_EXCERPT TO READ:_
Many of us regardless of status have locked ourselves in the bathroom at some point and cried wondering how we were going to make it though the day. Many of us have had children unexpectedly, and yes that includes married woman as married doesn’t always equal support, and had to put our dreams on hold for our children until we could get a handle on motherhood.

For many of us our salvation just might come when we look in the eyes of a child that loves us and smiles, when we see the peace on that child’s face as they sleep. Many of us would not trade those moments for the world. We know that if we willingly have sex pregnancy could be a consequence of that action regardless of contraception. If that is not something we can live with we must re-evaluate our actions. I say that because the child that comes into this world as a result of our choice to willingly engage in sexual activity deserves to be loved by their mother. That child didn’t ask to be here…we made a choice that produced that child. We have to be accountable to that baby.

_GIVEN INFORMATION:_
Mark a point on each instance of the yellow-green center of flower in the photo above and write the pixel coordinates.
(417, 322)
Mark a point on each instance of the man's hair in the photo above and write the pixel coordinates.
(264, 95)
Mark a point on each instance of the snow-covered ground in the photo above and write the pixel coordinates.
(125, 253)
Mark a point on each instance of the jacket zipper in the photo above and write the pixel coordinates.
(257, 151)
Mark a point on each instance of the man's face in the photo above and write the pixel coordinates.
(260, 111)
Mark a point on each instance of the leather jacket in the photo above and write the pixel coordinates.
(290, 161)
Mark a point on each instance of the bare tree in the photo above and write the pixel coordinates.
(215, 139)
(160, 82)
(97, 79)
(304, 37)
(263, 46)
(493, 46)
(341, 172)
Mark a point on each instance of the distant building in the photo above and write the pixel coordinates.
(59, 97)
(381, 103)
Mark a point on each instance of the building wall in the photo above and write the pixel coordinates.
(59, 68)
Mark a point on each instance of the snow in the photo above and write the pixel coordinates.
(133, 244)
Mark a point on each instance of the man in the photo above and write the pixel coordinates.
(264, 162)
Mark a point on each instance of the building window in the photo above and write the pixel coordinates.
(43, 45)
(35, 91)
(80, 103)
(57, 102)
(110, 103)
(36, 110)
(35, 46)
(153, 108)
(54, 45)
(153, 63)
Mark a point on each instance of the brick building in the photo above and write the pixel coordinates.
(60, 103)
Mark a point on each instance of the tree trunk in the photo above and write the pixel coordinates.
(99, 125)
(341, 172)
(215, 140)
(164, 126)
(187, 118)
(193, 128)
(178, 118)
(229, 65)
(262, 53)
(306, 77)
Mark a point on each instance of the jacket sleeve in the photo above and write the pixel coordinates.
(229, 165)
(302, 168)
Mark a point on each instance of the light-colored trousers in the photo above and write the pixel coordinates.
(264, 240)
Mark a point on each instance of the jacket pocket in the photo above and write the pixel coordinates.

_YOUR TASK:_ For the passage on motherhood, answer yes or no for whether each statement agrees with it, quoting the exact words that decide it. (a) The passage holds that married women always have support. (b) The passage holds that pregnancy can follow sex even when contraception is used. (c) The passage holds that the child asked to be here.

_WRITTEN REPLY:_
(a) No: "married doesn’t always equal support"
(b) Yes: "pregnancy could be a consequence of that action regardless of contraception"
(c) No: "That child didn’t ask to be here"